> _Requirement_
Render the items from the line containing "Would you mind marking the yellow tunic" through the end of the items, inclusive, as a Markdown table with the columns Row and Line, omitting blank lines.

> _Records for this task_
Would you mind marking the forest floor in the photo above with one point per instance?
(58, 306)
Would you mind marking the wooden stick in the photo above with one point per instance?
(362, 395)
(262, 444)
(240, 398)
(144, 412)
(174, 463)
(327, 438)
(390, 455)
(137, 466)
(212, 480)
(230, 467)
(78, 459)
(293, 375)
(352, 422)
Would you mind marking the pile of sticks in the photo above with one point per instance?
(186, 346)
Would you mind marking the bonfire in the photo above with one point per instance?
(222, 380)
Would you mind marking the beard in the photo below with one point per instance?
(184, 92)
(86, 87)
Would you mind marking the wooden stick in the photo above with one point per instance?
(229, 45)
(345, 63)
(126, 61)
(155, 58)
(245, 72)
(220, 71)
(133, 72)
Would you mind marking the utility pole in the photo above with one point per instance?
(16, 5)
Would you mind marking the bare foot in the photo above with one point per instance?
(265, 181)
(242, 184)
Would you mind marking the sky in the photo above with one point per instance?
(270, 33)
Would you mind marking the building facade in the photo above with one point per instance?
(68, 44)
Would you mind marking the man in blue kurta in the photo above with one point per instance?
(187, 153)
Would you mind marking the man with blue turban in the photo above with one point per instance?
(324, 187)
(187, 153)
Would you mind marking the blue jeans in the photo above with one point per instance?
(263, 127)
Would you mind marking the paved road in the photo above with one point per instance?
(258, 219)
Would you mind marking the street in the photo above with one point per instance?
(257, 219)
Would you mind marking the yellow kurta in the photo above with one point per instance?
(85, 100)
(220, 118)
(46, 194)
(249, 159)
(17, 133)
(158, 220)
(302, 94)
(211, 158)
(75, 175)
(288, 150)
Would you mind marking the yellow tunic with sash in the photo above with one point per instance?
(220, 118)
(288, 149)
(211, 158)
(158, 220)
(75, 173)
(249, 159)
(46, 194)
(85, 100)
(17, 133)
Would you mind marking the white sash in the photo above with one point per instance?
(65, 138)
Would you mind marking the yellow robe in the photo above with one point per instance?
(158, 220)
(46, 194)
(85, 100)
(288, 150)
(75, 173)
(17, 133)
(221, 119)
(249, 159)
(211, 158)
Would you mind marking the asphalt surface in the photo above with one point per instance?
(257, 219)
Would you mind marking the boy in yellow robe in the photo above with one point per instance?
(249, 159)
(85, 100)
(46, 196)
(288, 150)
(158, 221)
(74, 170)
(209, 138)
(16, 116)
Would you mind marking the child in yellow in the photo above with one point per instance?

> _Result_
| Row | Line |
|---|---|
| 1 | Would you mind marking the yellow tunic with sash in the photo above with one point per instance? |
| 2 | (220, 118) |
| 3 | (288, 149) |
| 4 | (211, 158) |
| 5 | (158, 220) |
| 6 | (75, 173) |
| 7 | (249, 159) |
| 8 | (46, 194) |
| 9 | (85, 100) |
| 10 | (17, 133) |
| 11 | Would you mind marking the white sash in the photo above with one point per instance? |
| 12 | (65, 138) |
| 13 | Would you mind marking the yellow robe in the photo above with one point per instance? |
| 14 | (158, 220) |
| 15 | (46, 194) |
| 16 | (85, 100) |
| 17 | (288, 150) |
| 18 | (75, 173) |
| 19 | (17, 133) |
| 20 | (221, 119) |
| 21 | (249, 159) |
| 22 | (211, 158) |
| 23 | Would you mind marking the asphalt surface in the photo above with one point per instance? |
| 24 | (257, 219) |
| 25 | Would you mind marking the boy in yellow robe in the photo above with one point per instance? |
| 26 | (249, 159) |
| 27 | (85, 100) |
| 28 | (46, 196) |
| 29 | (288, 150) |
| 30 | (158, 221) |
| 31 | (74, 170) |
| 32 | (209, 138) |
| 33 | (16, 116) |
| 34 | Would you mind marking the child in yellow in the photo above with one point per instance? |